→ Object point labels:
################
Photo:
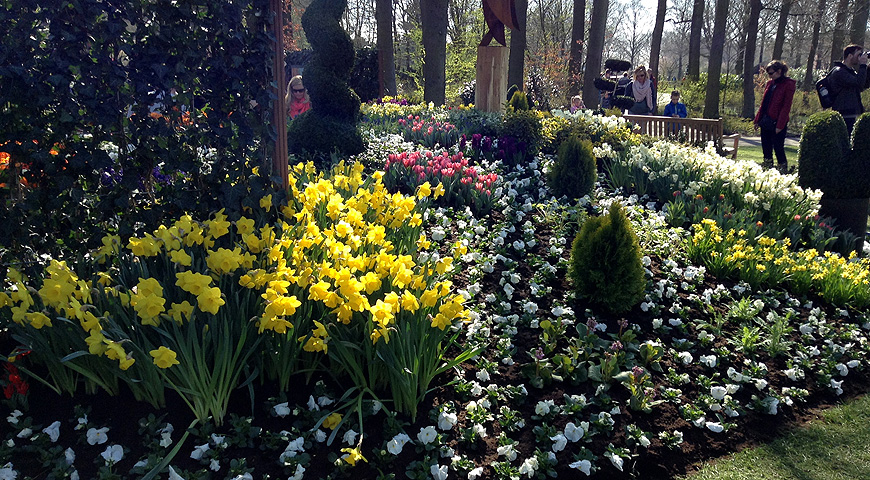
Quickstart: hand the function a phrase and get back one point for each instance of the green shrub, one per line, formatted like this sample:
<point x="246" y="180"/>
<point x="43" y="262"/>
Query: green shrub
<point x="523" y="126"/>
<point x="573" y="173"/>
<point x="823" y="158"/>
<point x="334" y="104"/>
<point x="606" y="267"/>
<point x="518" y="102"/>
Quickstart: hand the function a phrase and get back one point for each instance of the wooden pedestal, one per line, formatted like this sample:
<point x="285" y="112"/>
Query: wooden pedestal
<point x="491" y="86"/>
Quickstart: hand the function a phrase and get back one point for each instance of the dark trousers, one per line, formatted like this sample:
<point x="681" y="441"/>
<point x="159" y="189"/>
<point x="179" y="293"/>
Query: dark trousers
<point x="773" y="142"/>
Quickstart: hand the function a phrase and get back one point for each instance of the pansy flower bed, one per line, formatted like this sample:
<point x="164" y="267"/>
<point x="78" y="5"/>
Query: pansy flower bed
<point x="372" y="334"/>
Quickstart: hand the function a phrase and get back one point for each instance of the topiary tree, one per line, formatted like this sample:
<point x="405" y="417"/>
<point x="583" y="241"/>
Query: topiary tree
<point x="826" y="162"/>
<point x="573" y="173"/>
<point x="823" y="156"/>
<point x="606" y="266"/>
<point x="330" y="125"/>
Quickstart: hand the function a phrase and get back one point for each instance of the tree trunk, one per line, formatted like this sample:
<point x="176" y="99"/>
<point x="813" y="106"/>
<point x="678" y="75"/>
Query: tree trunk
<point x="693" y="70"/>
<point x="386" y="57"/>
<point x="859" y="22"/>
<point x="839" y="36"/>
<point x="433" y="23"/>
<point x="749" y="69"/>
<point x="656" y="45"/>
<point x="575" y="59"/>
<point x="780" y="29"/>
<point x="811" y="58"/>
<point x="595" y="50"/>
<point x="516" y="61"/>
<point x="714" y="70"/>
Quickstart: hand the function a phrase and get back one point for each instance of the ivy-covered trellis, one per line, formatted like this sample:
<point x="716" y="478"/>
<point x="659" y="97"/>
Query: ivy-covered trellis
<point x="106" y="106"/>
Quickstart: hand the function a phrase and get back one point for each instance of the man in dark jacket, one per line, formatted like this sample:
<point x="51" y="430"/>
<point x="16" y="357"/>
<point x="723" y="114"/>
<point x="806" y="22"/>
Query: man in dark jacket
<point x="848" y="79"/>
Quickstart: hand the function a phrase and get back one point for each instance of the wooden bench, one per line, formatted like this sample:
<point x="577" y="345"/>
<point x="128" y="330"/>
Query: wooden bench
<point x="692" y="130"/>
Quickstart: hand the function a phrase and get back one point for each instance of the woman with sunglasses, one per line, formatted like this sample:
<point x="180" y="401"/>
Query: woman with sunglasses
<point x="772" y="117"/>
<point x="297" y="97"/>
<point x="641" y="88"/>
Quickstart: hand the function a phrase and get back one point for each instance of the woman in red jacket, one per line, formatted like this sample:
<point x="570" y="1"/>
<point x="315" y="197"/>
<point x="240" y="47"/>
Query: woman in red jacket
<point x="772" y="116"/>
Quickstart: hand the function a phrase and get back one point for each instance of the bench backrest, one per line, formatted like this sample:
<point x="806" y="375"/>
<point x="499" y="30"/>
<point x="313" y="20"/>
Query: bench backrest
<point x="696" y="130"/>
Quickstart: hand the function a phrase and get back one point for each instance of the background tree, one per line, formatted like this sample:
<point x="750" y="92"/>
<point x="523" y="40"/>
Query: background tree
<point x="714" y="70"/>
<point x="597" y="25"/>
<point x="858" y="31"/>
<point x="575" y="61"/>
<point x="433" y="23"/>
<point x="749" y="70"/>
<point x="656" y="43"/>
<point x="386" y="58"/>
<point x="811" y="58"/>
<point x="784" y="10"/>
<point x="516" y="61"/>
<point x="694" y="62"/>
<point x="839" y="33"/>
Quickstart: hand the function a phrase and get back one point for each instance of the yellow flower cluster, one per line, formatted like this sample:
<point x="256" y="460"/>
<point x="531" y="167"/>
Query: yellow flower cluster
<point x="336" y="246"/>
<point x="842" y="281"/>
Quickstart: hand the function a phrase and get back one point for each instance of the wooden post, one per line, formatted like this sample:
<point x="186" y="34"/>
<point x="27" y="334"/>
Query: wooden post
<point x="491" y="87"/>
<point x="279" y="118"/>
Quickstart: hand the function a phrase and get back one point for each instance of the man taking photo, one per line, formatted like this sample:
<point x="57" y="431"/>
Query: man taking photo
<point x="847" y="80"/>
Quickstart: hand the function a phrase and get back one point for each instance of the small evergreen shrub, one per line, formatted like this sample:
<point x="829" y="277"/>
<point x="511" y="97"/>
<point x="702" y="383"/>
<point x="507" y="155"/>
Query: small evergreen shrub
################
→ Exercise: Repeat exactly the lines from the line containing "the man taking" through the last line of the records above, including both, and nothing else.

→ Result of this task:
Quickstart: hand the function a phrase and get back one point for each instance of the man taking photo, one per line, formatted like this sample:
<point x="57" y="431"/>
Query: man taking photo
<point x="847" y="80"/>
Quickstart: hand the function a phrase and get back one point for each instance of the small evergreen shrub, one per line, formatted like this sample:
<point x="829" y="277"/>
<point x="511" y="97"/>
<point x="702" y="383"/>
<point x="507" y="155"/>
Query: small evergreen shrub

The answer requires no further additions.